__WHAT TO DO__.
Set down every entry below exactly as it stands.
DATA FOR PROCESSING section start
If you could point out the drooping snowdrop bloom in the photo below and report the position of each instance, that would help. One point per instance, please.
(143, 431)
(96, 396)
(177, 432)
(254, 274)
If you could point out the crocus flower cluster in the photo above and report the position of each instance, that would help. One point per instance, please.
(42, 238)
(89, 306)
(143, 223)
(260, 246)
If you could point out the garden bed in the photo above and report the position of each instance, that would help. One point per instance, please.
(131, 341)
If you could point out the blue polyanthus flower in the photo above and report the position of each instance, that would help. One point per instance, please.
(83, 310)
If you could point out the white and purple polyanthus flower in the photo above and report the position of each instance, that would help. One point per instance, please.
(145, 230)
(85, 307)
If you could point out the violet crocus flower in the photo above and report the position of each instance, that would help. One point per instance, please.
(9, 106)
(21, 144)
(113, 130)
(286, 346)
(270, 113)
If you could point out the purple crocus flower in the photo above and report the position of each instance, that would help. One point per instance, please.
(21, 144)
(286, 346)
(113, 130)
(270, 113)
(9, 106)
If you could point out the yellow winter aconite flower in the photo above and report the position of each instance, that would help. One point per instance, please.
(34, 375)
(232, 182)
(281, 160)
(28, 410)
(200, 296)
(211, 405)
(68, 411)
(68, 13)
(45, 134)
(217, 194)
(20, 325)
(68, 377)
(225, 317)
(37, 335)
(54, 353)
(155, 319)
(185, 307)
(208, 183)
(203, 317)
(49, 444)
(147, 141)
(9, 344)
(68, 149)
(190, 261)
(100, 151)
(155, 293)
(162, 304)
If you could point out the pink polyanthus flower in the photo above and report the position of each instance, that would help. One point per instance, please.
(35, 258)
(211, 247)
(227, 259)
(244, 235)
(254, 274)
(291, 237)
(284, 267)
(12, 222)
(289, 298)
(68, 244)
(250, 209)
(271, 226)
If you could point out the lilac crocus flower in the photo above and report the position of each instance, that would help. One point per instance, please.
DATA FOR PROCESSING section end
__WRITTEN SOLUTION__.
If you could point out the drooping snowdrop bloom in the photo below and report the position of each instance, that would help. One point per instance, please.
(143, 431)
(96, 396)
(177, 432)
(254, 274)
If you could point out the crocus flower cluster in the photo above and report the position of each instance, that would help. One point per instance, please.
(42, 238)
(89, 306)
(143, 223)
(260, 246)
If you could point out the garden bed in the photo above and report the position of each instance, that would help. One point per instance, please.
(131, 341)
If you could point out the blue polyanthus flower in the photo above and report the position of each instance, that would help. One point per instance, please.
(83, 310)
If you could point out the white and purple polyanthus flower in the photo above and report the position of each instance, that would help. One point per instance, please.
(145, 230)
(85, 307)
If you could point out the violet crocus flower in the photo above and report the position of each instance, that would help. One point per instance, please.
(9, 106)
(21, 144)
(113, 130)
(286, 346)
(270, 113)
If you could point out the purple crocus flower in the photo above and report the position of each instance, that would help. One point per instance, please.
(21, 144)
(286, 346)
(113, 130)
(270, 113)
(9, 106)
If you could point out the yellow winter aconite flower in the photo above and report the position of each instance, that would help. One point per instance, please.
(34, 375)
(232, 182)
(281, 160)
(28, 410)
(200, 296)
(211, 405)
(68, 411)
(68, 13)
(45, 134)
(217, 194)
(20, 325)
(68, 377)
(225, 317)
(37, 335)
(54, 353)
(155, 319)
(185, 307)
(208, 183)
(203, 317)
(49, 444)
(147, 141)
(9, 344)
(68, 149)
(190, 261)
(100, 151)
(155, 293)
(162, 304)
If you could point out the pink polyanthus flower in the photo above and report the position of each instance, that would help. One point per instance, please.
(35, 258)
(211, 247)
(227, 259)
(244, 235)
(254, 274)
(291, 237)
(284, 267)
(12, 222)
(289, 298)
(68, 244)
(250, 209)
(271, 226)
If you could point out the lilac crocus flower in the photo above and report the position of each instance, that would help. One point per instance, please.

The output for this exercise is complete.